▶ Instructions for the task: Your answer should be every line with the word "concrete", copied from the data below.

▶ Provided records:
+ + + + +

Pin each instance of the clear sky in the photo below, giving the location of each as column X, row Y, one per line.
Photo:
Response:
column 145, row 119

+ + + + +

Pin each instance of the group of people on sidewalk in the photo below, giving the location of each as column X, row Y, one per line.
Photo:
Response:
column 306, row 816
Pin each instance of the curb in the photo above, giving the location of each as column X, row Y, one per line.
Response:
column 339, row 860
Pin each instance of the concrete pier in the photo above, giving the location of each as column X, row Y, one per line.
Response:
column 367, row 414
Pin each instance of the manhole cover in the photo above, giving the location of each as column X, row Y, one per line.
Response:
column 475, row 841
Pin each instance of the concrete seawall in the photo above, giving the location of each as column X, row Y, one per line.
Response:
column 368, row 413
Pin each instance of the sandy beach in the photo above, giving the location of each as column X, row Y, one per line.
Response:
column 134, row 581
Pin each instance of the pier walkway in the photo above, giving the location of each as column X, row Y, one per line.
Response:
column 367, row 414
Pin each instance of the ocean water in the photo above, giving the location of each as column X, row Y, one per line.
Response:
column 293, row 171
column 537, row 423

+ + + + +

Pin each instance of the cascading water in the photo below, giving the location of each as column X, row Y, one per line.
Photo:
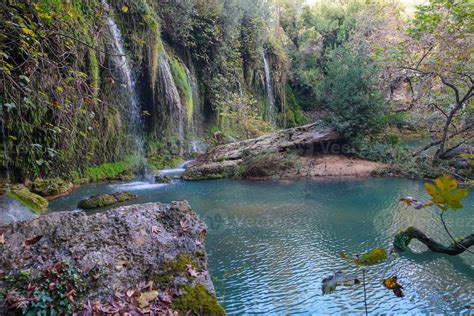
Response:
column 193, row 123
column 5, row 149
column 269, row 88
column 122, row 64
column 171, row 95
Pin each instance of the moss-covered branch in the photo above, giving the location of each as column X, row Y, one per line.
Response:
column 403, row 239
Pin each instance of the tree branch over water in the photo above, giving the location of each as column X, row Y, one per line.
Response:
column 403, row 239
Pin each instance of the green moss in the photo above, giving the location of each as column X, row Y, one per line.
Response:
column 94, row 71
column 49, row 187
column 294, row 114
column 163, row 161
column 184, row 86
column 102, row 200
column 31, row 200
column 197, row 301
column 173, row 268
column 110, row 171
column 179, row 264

+ + + + +

▶ Task response:
Pin each instance of the concrete pier in the photo above, giving the location of each as column X, row Y, one per line.
Pin each instance of the concrete seawall in the photo above, giving the location of each as column X, row Y, one per line.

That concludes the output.